━━ Records provided

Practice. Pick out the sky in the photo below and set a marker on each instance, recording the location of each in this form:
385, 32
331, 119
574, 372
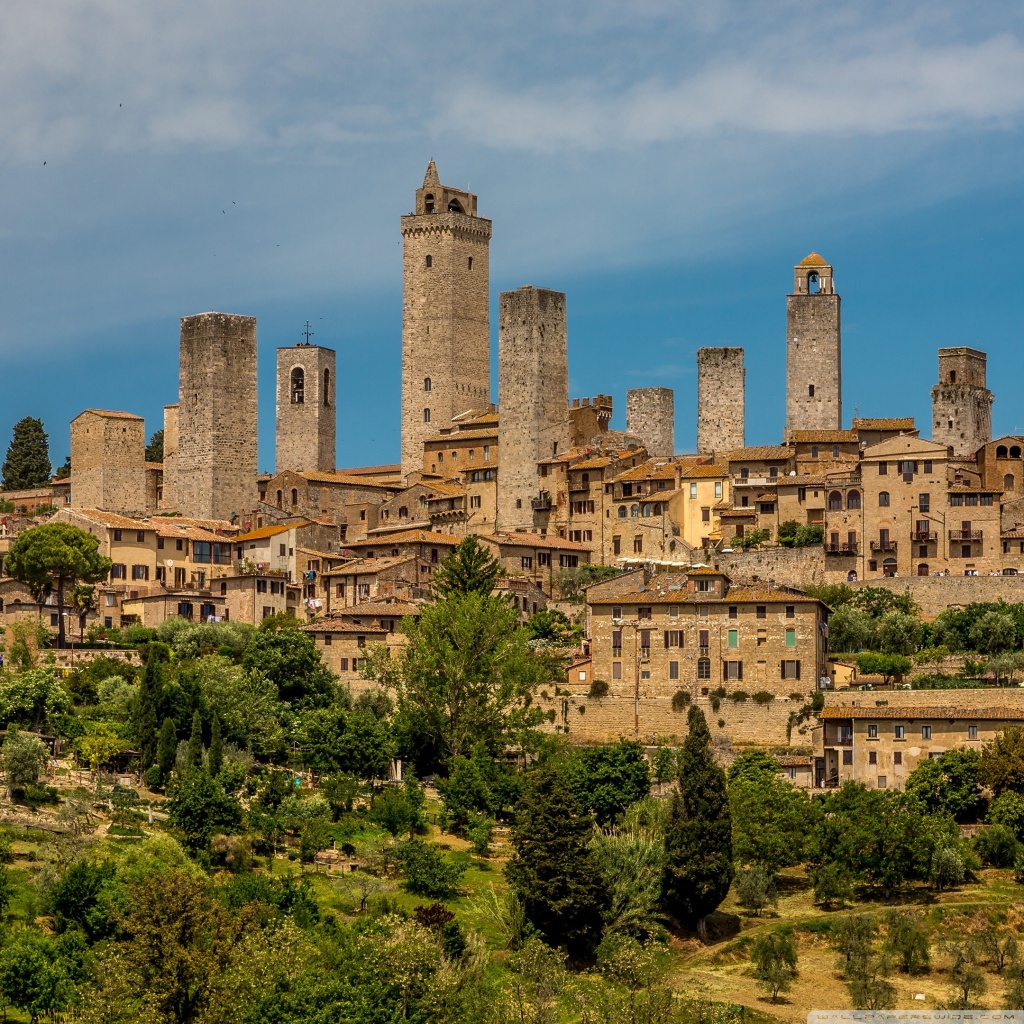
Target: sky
666, 164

━━━━

The exercise: Please change "marker" to "pin" in the lines above and write them out again with nothing else altered. Leave the pictures out of your answer.

Solved exercise:
Practice. Pick out the sky in the photo below and set a pin on each instance, recording the location of each in this form:
385, 32
331, 119
574, 372
Target: sky
666, 164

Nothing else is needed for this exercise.